Print every line of the listing below unchanged, from the first line to the last.

▼

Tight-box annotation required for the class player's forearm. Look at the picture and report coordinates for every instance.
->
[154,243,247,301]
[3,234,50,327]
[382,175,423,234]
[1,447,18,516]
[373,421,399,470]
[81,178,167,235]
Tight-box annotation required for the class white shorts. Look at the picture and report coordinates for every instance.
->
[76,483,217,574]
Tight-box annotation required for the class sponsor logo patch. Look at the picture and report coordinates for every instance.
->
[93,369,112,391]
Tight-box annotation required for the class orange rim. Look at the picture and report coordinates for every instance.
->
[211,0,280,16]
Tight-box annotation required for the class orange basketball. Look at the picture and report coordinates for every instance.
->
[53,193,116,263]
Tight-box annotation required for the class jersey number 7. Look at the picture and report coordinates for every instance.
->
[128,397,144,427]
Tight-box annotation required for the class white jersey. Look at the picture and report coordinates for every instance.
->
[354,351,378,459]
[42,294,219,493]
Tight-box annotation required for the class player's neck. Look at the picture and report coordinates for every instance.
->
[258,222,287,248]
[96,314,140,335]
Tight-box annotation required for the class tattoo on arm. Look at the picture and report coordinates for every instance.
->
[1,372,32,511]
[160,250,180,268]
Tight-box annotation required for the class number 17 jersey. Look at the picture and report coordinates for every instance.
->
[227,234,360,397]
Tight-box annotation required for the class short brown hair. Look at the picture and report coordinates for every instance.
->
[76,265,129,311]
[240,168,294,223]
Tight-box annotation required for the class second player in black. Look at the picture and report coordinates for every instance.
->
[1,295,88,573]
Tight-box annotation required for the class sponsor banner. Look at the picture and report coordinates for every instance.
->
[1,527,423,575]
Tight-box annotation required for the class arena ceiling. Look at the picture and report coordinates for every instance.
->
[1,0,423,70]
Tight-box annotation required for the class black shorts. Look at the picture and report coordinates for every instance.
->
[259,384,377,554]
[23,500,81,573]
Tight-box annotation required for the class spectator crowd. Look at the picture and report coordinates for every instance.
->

▲

» EXERCISE OUTPUT:
Tight-box annotation required for the class player's forearm. Look at the picture and report coordinates for every instance.
->
[154,243,247,301]
[3,234,50,327]
[382,175,423,234]
[1,447,18,516]
[373,421,399,470]
[81,178,167,235]
Tight-box annotation required for the class white shorts. Look at the picture and report coordinates for every instance.
->
[76,483,217,574]
Tight-box annotation required for the class sponsor logo patch. Look at the picture and report coordinates for every instance.
->
[93,369,112,391]
Tight-box annotation required for the class orange rim. Look at the picture and report coordinates for every instance.
->
[211,0,280,16]
Tight-box annotation required for the class orange basketball. Look at the picture and report coordinates for every instance.
->
[53,193,116,263]
Tight-box annotation required for the class jersey number 7. Look at the picture and report coordinates for every instance.
->
[128,397,144,427]
Tight-box annotation required for the class white jersey. Look at the picture and report coordinates for every instance.
->
[354,351,378,459]
[42,294,219,493]
Tight-box annotation required for the class player's neck. Look at the picture and report coordinates for every instance.
->
[258,222,287,248]
[96,314,140,335]
Tight-box annotation required for the class tattoo on arm. Look at the picture and report coordinates for every instance.
->
[1,372,32,511]
[160,250,180,268]
Tight-box annotation required for the class number 17 jersey. Look at the picture and report coordinates for every instance.
->
[227,234,360,397]
Tight-box annotation required for the class short brown hair. Look at the picture and report coordinates for every instance.
->
[76,265,129,311]
[240,168,294,223]
Tight-box annotation required for the class second player in black. Look at the picture and report coordinates for every instance.
->
[1,295,88,573]
Tight-box annotation required for the class sponsor banner. Look at the picture and report coordinates for every instance.
->
[1,527,423,575]
Tight-box annotation required for the class arena ceiling. Look at the picture and report coordinates for every instance.
->
[1,0,423,70]
Tight-box annotation required for the class black shorts. Look at the picture and report coordinates for every instance.
->
[259,384,377,554]
[23,500,81,573]
Tight-box annotation required for the class spectator crowd. Look at the picture and report coordinates for every instance.
->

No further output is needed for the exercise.